■ PROVIDED DATA:

▼

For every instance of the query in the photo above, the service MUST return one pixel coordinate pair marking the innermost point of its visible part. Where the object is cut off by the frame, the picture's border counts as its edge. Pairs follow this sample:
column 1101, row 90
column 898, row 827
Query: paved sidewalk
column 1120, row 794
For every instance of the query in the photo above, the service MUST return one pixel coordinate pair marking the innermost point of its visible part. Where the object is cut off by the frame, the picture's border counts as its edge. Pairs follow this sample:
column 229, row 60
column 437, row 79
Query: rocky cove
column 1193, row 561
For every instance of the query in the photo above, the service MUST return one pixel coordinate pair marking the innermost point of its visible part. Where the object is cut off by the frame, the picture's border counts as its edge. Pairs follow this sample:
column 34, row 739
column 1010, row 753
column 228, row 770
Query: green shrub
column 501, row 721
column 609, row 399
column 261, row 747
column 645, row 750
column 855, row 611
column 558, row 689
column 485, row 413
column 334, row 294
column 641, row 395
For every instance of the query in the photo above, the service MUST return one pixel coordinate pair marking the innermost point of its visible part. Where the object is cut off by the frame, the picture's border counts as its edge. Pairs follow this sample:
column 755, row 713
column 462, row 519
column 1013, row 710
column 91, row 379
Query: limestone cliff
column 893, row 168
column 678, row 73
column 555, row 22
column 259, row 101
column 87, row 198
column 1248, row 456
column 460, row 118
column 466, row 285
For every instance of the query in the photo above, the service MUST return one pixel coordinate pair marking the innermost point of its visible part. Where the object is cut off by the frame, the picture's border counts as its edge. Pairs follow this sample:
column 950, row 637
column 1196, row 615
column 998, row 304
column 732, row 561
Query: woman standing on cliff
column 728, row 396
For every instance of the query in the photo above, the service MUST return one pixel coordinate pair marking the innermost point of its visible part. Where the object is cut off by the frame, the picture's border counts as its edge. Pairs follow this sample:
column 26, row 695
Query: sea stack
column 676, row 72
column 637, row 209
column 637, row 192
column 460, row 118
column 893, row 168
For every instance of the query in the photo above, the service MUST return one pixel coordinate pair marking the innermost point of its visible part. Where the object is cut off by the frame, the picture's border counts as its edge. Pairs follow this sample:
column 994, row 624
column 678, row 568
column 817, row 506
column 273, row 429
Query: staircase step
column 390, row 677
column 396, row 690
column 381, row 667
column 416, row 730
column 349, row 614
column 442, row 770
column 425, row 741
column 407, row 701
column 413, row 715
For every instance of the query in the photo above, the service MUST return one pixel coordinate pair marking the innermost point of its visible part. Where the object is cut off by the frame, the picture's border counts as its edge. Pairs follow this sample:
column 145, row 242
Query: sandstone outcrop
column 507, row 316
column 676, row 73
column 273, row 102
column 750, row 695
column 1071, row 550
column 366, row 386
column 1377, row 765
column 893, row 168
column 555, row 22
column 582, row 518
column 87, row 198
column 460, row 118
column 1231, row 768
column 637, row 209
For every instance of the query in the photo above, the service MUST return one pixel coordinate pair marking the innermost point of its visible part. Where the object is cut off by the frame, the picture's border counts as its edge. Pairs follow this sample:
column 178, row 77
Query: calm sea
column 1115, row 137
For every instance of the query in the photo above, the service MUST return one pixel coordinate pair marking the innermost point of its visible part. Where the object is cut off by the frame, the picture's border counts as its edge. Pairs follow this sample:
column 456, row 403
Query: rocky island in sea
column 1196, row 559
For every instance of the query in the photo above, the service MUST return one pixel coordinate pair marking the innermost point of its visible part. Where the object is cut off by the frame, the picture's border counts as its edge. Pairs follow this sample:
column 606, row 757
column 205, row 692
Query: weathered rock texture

▲

Your task is to write out every record exactly.

For every instance of the query in the photo above, the service MUST return one pixel coordinate pair marking the innermost point of its visible part. Where the object is cut off by the frame, the picture's border counts as its edge. Pairs follow this sample:
column 1101, row 90
column 898, row 827
Query: paved sidewalk
column 1120, row 794
For every instance of the query in the photo above, the service MUST return one pixel coordinate pair marking the innermost point of its visible part. Where the object is cut off by the frame, the picture's border counts as its edge. Pairs follow this sample:
column 229, row 60
column 437, row 79
Query: rocky cove
column 1193, row 561
For every instance of the query in the photo above, the service MUST return one pixel coordinate pair marking the innermost point of its visible part. Where the object is cut off by the frame, the picture's border counts as its edge. Pairs follow this sample:
column 34, row 739
column 1010, row 753
column 228, row 770
Query: green shrub
column 501, row 721
column 609, row 399
column 261, row 747
column 645, row 750
column 855, row 611
column 558, row 689
column 485, row 413
column 334, row 294
column 641, row 395
For every instance of the query in the photo above, the service MUST return one pixel coordinate pair marking the innermost point of its visible part. Where the object is cut off by the frame, the picture's border counts as its edge. Pairs follow this sample:
column 755, row 713
column 462, row 519
column 1013, row 710
column 91, row 379
Query: limestone cliff
column 893, row 168
column 678, row 73
column 555, row 22
column 259, row 101
column 87, row 198
column 1248, row 456
column 460, row 118
column 466, row 285
For every instance of the query in the photo above, the service MUST return one pixel coordinate pair marking the innermost point of its visible part. Where the object is cut off by the frame, the picture's border counts as its edge. Pairs follow this sample:
column 950, row 637
column 1196, row 615
column 998, row 304
column 732, row 561
Query: woman standing on cliff
column 728, row 396
For every instance of the query in the photo above, the service MUST return one pixel coordinate pair marking the innermost point of its visible part. Where the object is cut off by the frame, the picture's border counts as its edge. Pairs follow this sample:
column 26, row 695
Query: sea stack
column 676, row 72
column 637, row 209
column 637, row 192
column 460, row 118
column 893, row 168
For every instance of the query in the photo above, the service MUST return one pixel coordinate pair marking the innermost point of its visible part. Where the object is cut off by the frame, the picture's border counts as its edge. Pairs follow this sample:
column 994, row 624
column 678, row 568
column 817, row 506
column 273, row 429
Query: staircase step
column 390, row 677
column 396, row 690
column 381, row 667
column 416, row 730
column 349, row 614
column 442, row 770
column 425, row 741
column 407, row 701
column 413, row 715
For every instance of the query in the photo above, the service MUST return one pixel coordinate pair marking the innermost point of its visible part. Where the object is cut off by the frame, the picture's border counts as its edge. Pairs follow this sample:
column 145, row 242
Query: sandstone outcrop
column 507, row 316
column 676, row 73
column 273, row 102
column 750, row 695
column 1071, row 550
column 366, row 386
column 1377, row 765
column 893, row 168
column 555, row 22
column 582, row 518
column 87, row 198
column 460, row 118
column 1231, row 768
column 637, row 209
For every instance of the query in the photo above, the service MUST return one pixel coordinate pair marking the innermost point of its visible part. Where the object is cut off by the frame, the picture's border counts as its edge. Pairs follow this sample:
column 178, row 77
Query: calm sea
column 1115, row 137
For every instance of the query in the photo above, the service MUST return one pixel coordinate pair marking the innermost point of its visible part. Where the object is cut off by the frame, the picture's border counts as its edge. Pairs follow this sample:
column 456, row 403
Query: rocky island in sea
column 1196, row 559
For every instance of the query in the photo above, the service MUST return one pixel coordinate pair marking the innermost point of its visible part. Where the object is cut off by the frame, the picture's border counts as its edge. Pairs follow this sample:
column 606, row 757
column 205, row 692
Query: weathered rock texture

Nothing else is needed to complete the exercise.